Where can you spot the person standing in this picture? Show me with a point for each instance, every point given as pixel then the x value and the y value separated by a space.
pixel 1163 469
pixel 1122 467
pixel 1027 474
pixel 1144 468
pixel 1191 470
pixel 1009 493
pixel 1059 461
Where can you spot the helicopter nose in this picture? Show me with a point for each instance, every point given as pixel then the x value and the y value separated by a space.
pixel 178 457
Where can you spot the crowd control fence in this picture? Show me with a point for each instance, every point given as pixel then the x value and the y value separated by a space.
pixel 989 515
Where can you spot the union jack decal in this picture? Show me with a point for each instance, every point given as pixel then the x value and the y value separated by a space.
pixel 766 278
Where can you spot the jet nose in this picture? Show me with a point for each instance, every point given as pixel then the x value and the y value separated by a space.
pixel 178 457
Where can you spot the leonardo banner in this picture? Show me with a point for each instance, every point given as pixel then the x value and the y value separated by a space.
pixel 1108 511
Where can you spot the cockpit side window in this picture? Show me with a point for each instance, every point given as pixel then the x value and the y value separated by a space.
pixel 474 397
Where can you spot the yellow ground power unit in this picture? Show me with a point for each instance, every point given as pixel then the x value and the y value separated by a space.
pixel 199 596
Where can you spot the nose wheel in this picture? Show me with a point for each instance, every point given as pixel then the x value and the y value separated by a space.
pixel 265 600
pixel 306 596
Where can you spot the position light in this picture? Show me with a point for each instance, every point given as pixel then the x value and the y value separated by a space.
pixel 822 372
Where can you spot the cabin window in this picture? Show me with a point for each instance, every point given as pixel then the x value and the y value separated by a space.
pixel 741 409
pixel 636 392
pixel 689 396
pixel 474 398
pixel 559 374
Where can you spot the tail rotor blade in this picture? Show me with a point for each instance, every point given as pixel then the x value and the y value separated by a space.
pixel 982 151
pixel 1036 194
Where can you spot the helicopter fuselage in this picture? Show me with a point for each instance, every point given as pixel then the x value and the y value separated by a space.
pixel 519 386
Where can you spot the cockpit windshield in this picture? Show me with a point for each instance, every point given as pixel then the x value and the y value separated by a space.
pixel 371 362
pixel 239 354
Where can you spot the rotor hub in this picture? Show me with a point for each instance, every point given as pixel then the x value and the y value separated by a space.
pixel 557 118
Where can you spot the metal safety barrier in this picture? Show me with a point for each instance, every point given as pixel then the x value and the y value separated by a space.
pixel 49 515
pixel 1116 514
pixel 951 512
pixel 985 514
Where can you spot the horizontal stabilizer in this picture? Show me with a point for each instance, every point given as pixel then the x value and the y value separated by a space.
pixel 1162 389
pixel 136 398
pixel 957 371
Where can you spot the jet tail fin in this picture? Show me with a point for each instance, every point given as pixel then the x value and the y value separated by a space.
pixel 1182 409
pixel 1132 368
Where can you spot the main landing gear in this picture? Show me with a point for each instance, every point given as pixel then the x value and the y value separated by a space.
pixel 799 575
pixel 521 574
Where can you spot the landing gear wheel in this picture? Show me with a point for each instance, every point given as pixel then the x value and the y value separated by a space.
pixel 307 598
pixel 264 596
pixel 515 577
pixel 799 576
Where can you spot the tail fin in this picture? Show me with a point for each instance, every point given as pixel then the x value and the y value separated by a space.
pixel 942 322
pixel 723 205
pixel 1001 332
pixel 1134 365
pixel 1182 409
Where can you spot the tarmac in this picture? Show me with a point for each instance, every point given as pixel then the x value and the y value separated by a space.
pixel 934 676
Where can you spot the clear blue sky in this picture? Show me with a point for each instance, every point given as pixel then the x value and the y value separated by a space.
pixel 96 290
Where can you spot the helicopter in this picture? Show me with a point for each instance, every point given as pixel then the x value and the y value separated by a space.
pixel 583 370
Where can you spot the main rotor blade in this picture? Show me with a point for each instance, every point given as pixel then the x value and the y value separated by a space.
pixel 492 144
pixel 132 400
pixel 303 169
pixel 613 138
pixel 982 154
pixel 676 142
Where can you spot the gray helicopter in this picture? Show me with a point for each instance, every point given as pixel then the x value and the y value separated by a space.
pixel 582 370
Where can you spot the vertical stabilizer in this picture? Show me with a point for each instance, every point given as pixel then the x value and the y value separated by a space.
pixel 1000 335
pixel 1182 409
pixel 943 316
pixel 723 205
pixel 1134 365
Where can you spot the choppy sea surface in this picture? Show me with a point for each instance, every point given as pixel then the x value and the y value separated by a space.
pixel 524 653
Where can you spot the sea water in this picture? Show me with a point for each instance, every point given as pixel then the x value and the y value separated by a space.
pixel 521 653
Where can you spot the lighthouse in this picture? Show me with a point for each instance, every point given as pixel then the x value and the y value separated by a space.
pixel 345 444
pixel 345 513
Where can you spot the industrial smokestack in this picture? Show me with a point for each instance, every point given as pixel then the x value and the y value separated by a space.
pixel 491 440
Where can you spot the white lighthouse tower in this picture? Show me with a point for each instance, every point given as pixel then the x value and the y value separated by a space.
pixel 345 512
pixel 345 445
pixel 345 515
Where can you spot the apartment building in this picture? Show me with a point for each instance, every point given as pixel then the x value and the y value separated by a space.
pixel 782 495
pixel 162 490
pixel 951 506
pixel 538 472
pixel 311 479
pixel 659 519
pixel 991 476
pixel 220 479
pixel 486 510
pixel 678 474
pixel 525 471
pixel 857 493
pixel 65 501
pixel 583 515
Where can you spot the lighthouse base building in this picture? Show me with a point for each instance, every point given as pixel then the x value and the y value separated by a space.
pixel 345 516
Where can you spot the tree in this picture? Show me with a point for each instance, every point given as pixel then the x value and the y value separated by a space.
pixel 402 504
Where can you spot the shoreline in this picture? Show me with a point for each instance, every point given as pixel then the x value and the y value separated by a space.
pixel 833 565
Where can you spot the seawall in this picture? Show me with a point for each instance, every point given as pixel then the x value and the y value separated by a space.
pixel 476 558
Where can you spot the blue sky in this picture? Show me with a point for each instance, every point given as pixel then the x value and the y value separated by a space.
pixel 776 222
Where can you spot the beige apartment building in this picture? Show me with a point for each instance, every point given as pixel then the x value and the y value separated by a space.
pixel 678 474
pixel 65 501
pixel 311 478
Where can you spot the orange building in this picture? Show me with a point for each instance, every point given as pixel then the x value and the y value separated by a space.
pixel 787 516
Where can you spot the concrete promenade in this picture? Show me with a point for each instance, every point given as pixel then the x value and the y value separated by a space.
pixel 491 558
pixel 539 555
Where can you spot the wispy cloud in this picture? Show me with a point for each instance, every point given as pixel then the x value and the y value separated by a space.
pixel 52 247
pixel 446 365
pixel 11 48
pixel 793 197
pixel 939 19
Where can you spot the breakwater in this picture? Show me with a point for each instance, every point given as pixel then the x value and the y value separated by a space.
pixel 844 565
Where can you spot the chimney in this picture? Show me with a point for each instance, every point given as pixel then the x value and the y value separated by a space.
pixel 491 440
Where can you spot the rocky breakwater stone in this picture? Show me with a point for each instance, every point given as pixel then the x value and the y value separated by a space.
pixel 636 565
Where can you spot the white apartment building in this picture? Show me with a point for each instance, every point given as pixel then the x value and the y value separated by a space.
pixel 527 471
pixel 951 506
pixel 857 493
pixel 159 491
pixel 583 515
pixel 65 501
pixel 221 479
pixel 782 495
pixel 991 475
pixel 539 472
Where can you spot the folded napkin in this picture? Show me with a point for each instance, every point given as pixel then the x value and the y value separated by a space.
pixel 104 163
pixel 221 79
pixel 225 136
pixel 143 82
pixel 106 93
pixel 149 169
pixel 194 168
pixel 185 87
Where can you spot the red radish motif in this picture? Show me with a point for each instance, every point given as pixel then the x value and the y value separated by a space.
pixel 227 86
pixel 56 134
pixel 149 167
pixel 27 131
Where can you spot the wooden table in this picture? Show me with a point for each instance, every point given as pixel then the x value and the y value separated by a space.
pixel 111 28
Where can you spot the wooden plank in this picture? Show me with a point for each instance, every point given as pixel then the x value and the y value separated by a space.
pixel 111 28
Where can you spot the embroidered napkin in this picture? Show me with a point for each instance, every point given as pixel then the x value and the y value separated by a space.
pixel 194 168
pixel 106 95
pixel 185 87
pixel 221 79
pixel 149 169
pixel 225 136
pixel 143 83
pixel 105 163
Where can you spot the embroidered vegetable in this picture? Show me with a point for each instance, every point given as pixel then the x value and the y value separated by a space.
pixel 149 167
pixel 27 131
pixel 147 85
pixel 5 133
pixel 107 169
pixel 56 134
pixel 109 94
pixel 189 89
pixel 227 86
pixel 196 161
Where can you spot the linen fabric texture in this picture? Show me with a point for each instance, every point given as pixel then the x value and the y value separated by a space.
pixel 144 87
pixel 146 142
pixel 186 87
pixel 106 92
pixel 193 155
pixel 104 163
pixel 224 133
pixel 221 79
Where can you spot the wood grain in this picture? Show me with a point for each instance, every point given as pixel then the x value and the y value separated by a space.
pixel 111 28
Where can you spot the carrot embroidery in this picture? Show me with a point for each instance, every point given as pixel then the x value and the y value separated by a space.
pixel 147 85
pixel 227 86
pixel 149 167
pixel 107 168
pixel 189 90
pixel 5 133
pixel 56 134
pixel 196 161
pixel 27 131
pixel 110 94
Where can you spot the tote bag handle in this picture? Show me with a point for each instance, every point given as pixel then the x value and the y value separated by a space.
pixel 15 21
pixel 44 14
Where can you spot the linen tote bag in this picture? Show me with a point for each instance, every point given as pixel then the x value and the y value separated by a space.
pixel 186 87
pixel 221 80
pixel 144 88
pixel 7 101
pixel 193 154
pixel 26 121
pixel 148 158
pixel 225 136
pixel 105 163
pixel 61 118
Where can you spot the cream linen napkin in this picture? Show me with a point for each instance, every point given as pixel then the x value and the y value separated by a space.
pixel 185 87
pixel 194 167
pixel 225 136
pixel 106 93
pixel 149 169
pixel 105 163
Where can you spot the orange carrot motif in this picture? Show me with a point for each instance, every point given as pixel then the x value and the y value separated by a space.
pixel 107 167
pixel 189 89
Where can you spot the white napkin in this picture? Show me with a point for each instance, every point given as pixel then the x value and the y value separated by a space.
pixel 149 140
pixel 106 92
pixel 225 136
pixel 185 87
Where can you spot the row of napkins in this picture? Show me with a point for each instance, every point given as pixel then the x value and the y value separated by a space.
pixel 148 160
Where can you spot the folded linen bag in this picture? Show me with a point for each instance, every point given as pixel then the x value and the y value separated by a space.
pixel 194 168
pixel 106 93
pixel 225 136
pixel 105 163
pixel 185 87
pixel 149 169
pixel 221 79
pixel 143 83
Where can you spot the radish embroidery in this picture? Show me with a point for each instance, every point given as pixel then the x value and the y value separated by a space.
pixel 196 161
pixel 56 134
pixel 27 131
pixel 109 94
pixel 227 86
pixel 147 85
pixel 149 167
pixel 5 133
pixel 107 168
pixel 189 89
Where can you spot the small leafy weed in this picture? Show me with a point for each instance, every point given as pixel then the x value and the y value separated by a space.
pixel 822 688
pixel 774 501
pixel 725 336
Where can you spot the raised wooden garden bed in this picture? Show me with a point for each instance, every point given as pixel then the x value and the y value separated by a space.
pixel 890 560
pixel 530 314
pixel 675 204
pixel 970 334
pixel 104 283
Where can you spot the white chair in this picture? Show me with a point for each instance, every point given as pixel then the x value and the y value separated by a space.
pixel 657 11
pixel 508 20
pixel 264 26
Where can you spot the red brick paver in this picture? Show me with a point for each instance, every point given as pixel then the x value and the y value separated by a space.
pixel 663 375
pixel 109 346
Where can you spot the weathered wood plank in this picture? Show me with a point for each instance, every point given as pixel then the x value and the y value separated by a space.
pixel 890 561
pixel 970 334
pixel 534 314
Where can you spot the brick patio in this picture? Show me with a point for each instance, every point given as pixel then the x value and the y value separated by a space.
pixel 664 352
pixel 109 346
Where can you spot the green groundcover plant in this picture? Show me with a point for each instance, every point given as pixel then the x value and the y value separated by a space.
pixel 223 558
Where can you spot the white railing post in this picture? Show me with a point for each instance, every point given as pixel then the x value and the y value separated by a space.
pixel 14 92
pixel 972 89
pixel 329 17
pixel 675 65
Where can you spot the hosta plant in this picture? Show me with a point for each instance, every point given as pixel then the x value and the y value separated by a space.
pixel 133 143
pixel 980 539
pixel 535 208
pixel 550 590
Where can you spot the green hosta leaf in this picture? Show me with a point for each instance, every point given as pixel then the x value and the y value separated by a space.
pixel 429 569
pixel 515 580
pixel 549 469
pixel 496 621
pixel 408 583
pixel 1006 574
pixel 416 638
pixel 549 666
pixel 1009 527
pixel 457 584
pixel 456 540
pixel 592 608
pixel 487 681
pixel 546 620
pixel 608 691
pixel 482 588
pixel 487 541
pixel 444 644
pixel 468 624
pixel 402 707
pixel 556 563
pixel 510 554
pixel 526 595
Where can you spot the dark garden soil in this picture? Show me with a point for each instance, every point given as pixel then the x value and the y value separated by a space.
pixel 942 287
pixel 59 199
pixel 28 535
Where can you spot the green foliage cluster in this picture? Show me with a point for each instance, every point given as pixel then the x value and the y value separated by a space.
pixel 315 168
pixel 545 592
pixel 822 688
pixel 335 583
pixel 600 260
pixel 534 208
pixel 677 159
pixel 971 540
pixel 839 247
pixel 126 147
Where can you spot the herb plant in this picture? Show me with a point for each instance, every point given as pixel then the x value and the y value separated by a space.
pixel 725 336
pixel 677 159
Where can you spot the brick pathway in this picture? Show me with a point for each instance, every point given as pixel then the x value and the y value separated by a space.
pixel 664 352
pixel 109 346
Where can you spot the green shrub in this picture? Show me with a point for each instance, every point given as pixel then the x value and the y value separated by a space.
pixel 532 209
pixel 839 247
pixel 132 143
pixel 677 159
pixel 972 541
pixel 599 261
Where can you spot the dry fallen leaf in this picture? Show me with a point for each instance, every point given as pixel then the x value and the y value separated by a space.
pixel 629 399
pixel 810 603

- _Aufgabenziel_:
Übertrage den Abschnitt der Daten, der mit der Zeile mit „Where can you spot the linen tote“ beginnt und mit der Zeile mit „pixel 148 160“ endet, in eine JSON-Liste von Strings. Beide Grenzzeilen gehören dazu, jede Zeile wird ein eigener String, Leerzeilen entfallen.

- _Antwort_:
[
  "Where can you spot the linen tote bag in this picture? Show me with a point for each instance, every point given as pixel then the x value and the y value separated by a space.",
  "pixel 186 87",
  "pixel 221 80",
  "pixel 144 88",
  "pixel 7 101",
  "pixel 193 154",
  "pixel 26 121",
  "pixel 148 158",
  "pixel 225 136",
  "pixel 105 163",
  "pixel 61 118",
  "Where can you spot the cream linen napkin in this picture? Show me with a point for each instance, every point given as pixel then the x value and the y value separated by a space.",
  "pixel 185 87",
  "pixel 194 167",
  "pixel 225 136",
  "pixel 106 93",
  "pixel 149 169",
  "pixel 105 163",
  "Where can you spot the orange carrot motif in this picture? Show me with a point for each instance, every point given as pixel then the x value and the y value separated by a space.",
  "pixel 107 167",
  "pixel 189 89",
  "Where can you spot the white napkin in this picture? Show me with a point for each instance, every point given as pixel then the x value and the y value separated by a space.",
  "pixel 149 140",
  "pixel 106 92",
  "pixel 225 136",
  "pixel 185 87",
  "Where can you spot the row of napkins in this picture? Show me with a point for each instance, every point given as pixel then the x value and the y value separated by a space.",
  "pixel 148 160"
]